__WORK TO BE COMPLETED__: Below is a set of records; print all of them exactly as written.

__Object location annotation data__:
[BEGIN]
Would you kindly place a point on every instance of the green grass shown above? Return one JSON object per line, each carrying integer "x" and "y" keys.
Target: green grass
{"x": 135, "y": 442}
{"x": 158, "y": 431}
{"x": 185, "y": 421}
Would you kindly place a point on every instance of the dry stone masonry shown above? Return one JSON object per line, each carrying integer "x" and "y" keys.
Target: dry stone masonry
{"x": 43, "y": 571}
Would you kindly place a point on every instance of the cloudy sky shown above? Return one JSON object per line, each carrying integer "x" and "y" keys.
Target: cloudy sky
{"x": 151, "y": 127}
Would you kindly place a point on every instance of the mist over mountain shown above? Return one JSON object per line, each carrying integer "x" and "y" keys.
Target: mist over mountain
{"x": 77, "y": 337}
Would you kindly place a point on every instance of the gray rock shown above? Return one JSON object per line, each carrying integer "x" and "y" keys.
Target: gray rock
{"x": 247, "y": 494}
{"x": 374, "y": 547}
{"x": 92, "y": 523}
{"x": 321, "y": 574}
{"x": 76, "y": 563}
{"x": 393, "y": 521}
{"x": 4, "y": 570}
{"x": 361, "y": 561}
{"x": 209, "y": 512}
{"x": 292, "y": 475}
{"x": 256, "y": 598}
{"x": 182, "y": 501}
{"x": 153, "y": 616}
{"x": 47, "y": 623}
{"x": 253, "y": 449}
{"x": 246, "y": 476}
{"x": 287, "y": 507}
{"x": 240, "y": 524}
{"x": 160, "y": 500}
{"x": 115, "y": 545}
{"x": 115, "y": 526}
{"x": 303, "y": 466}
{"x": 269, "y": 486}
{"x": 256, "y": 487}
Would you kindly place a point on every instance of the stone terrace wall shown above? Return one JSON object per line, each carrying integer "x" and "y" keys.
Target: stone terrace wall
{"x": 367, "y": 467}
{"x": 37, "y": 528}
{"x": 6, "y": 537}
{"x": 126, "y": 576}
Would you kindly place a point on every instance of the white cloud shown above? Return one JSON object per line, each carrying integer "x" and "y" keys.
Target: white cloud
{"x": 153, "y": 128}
[END]
__FINAL ANSWER__:
Would you kindly place a point on every instance of the green grass shown above? Return one JSON object per line, each carrying integer "x" and "y" keys.
Target: green grass
{"x": 135, "y": 442}
{"x": 158, "y": 431}
{"x": 185, "y": 421}
Would you kindly place a point on every instance of the dry stone masonry shown above? Return one JSON object per line, each carrying integer "x" and "y" keys.
Target: dry stone masonry
{"x": 43, "y": 571}
Would you kindly place a point on every instance of the cloudy sky shown above? Return one JSON object per line, each carrying integer "x" and "y" keys.
Target: cloudy sky
{"x": 151, "y": 127}
Would you kindly place a point on every instance of the mist over mountain shown above? Return one JSON object per line, each carrying integer "x" and "y" keys.
Target: mist over mountain
{"x": 77, "y": 337}
Would you kindly place a point on every instance of the gray rock shown above? Return one JSON object per line, each carrying integer "x" and "y" keys.
Target: gray rock
{"x": 247, "y": 494}
{"x": 374, "y": 547}
{"x": 92, "y": 523}
{"x": 321, "y": 574}
{"x": 76, "y": 563}
{"x": 393, "y": 521}
{"x": 4, "y": 570}
{"x": 361, "y": 561}
{"x": 209, "y": 512}
{"x": 292, "y": 475}
{"x": 256, "y": 598}
{"x": 182, "y": 501}
{"x": 153, "y": 616}
{"x": 47, "y": 623}
{"x": 253, "y": 449}
{"x": 246, "y": 476}
{"x": 287, "y": 507}
{"x": 240, "y": 524}
{"x": 160, "y": 500}
{"x": 115, "y": 545}
{"x": 115, "y": 526}
{"x": 303, "y": 466}
{"x": 269, "y": 486}
{"x": 256, "y": 487}
Would you kindly place a point on every instance of the stone terrace wall shown above? Return one JSON object per line, each carrying integer "x" and "y" keys.
Target: stone terrace wall
{"x": 367, "y": 467}
{"x": 37, "y": 528}
{"x": 6, "y": 537}
{"x": 126, "y": 576}
Would you kindly place a point on every instance of the white cloud shown above? Return one JSON object per line, each carrying integer "x" and "y" keys.
Target: white cloud
{"x": 153, "y": 128}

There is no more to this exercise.